- **Vos tâches**:
(1) Dites si chacune des affirmations suivantes est conforme au texte sur la crise de l’accueil présenté ci-dessous, en répondant par oui ou par non et en citant les mots décisifs du texte. (a) Le gouvernement fédéral avait décidé de créer 5 400 places tampons. (b) Les agents de Fedasil n’ont fait grève qu’une seule fois. (c) Selon le CIRÉ, la situation s’est fortement aggravée à partir du 19 octobre 2021.
(2) Rédigez la suite du texte sur la crise de l’accueil présenté ci-dessous, à partir de sa dernière phrase.

- **Document source**:
+--

Une crise prévisible
Des initiatives saluées par les associations, qui regrettent en revanche que ces décisions n’aient pas été prises plus en amont, lorsque des signes de la crise à venir pointaient déjà. Soit bien avant que les exilés ne dorment dehors. À la fin de l’été 2021, Fedasil cherchait déjà activement des sites et des bâtiments pour accueillir les personnes dans des conditions dignes. Le gouvernement fédéral avait décidé de la création de 5 400 places tampons. Mais la mise en œuvre de cette décision a pris du temps.
En octobre, les agents de Fedasil avaient fait grève durant quelques jours, pour dénoncer le manque de places dans le réseau d’accueil et la dégradation de leurs conditions de travail. Une action similaire a été menée un mois plus tard, leurs demandes n'ayant pas été entendues.
D’après le CIRÉ, une association dédiée à la défense des droits des personnes exilées, "la situation a commencé à dysfonctionner début septembre 2021 : les portes du Petit Château fermaient plus tôt dans la matinée, afin de limiter les entrées dans le réseau d’accueil, qui approchait déjà de la saturation. "Certaines personnes, dont des profils vulnérables, se retrouvaient sur le carreau et devaient se représenter le jour ouvrable suivant, passant une nuit ou deux sans accueil de la part de l’agence fédérale pour l’accueil des demandeurs d’asile, Fedasil", affirme-t-elle dans un rapport intitulé "Crise de l’accueil des demandeurs d’asile, une histoire sans fin". "À partir du 19 octobre 2021, la situation s’est fortement aggravée. Les portes du Petit Château (complètement saturé) ne laissaient désormais entrer qu’un nombre très limité de personnes".
"À chaque fois, c’est le même problème, déplore Muriel Goncalves. Ce que l’on demande, ce sont des mesures structurelles de fond. Il est tout à fait possible de se préparer, d’anticiper, plutôt que de toujours agir en réaction. Lorsqu’on déplore la situation, il est déjà trop tard". En décembre, une quinzaine de mineurs non accompagnés, pourtant prioritaires, n’ont pu être accueillis au Petit Château ni même déposer leur demande d’asile, rapporte la RTBF. "Une situation inacceptable d'autant plus que l'on savait depuis plusieurs jours que cela allait encore se détériorer", avait dénoncé le délégué général aux droits de l'enfant, Bernard De Vos.

+--

- **Extrait des données**:
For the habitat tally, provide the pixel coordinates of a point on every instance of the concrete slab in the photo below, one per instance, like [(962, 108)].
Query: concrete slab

+--

- **Corrigé**:
(1)
(a) Oui : « Le gouvernement fédéral avait décidé de la création de 5 400 places tampons. »
(b) Non : « Une action similaire a été menée un mois plus tard »
(c) Oui : « À partir du 19 octobre 2021, la situation s’est fortement aggravée. »

(2)
"Un problème de gestion" plus qu'un "afflux de migrants"
Pour sa défense, le secrétariat d'État à l'Asile et la migration jure que "le réseau d'accueil est sous pression en raison de l'augmentation de l'afflux en provenance d'Afghanistan", depuis le retour au pouvoir des Taliban le 15 août dernier. D’après l’ESAO, le nombre de demandes d'asile en Belgique a en effet connu une forte hausse durant l'année écoulée, avec un pic en septembre, où les demandes ont atteint un niveau record depuis 2015.
Mais Muriel Goncalves insiste : c’est bien "un problème de gestion et non un afflux inédit de migrants" qui pèse sur le système d’accueil belge. À cela s'ajoute "des séjours dans les centres plus longs qu’auparavant", indique Benoit Mancy. Les exilés peuvent attendre 15 à 18 mois avant que leur demande ne soit traitée. Et en attendant, d’autres personnes se présentent aux portes du centre. Cela créé un embouteillage". Les chambres dédiées à l’isolement sanitaire en cas de Covid-19, et les inondations de juillet dernier dans le pays - durant lesquelles Fedasil a perdu quelques bâtiments, réquisitionnés pour les sinistrés - complètent la liste des raisons de la crise.
Au détriment des migrants. "Les droits humains, ce n’est pas ‘à la carte’ ou ‘quand on peut’, s’insurge le CIRÉ. Les droits humains doivent être respectés quelles que soient les circonstances. Et quel que soit le contexte, plus ou moins prévisible ou non, l’État doit respecter ses obligations".